* _Task brief_
Across the records, how many lines contain "window"? Answer with the number alone.

Collected data

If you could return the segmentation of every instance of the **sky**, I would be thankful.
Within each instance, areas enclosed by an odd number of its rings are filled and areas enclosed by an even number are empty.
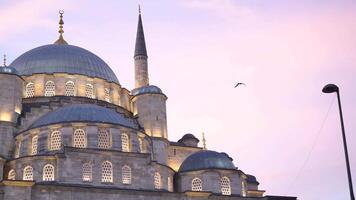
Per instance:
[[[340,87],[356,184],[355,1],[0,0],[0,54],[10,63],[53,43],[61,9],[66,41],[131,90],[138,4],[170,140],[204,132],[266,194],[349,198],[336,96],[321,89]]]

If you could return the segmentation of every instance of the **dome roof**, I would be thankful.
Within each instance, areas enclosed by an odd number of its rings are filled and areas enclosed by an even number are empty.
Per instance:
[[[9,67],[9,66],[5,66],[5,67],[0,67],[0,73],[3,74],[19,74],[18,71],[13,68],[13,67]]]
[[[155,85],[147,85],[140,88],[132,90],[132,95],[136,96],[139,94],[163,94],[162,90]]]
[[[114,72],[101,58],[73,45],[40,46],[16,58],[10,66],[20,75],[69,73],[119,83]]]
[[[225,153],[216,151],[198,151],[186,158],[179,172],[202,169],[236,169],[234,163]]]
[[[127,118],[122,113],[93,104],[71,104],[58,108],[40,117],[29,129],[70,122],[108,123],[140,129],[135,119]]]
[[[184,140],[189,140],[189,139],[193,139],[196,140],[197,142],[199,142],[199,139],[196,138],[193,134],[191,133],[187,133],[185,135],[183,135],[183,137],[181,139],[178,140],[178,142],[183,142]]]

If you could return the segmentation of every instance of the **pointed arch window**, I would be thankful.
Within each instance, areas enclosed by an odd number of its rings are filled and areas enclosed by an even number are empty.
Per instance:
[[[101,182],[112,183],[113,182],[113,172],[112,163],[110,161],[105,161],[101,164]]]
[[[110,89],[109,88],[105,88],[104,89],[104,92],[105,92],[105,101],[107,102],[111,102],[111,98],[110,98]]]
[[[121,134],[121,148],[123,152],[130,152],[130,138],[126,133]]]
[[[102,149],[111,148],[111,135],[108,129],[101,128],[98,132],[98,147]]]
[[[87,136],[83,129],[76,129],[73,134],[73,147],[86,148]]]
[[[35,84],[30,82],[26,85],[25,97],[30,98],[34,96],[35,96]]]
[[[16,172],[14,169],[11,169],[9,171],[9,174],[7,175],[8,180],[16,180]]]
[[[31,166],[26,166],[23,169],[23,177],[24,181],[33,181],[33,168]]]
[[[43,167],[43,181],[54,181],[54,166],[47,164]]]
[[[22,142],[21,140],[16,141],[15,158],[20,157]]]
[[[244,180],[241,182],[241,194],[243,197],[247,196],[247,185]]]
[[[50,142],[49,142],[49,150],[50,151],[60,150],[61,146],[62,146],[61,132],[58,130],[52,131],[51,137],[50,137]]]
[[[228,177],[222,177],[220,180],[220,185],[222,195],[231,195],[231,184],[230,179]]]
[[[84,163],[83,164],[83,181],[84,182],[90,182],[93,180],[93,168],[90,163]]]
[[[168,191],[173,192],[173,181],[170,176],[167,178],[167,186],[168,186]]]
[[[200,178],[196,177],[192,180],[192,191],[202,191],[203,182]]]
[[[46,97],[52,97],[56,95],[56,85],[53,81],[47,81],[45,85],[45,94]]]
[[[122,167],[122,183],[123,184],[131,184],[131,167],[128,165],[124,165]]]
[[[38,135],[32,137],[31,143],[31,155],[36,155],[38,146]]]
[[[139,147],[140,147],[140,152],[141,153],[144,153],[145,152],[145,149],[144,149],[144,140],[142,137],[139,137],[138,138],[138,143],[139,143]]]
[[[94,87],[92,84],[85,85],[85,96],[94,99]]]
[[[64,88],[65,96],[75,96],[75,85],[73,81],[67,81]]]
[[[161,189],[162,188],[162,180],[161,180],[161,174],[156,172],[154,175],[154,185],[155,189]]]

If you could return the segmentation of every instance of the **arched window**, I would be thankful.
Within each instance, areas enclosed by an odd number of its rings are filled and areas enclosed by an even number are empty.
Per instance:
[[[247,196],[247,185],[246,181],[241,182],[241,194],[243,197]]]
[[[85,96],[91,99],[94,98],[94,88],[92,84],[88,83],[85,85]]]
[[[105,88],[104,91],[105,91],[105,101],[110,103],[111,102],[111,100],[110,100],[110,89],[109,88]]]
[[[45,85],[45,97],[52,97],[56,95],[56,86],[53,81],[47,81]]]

* _Expected answer_
2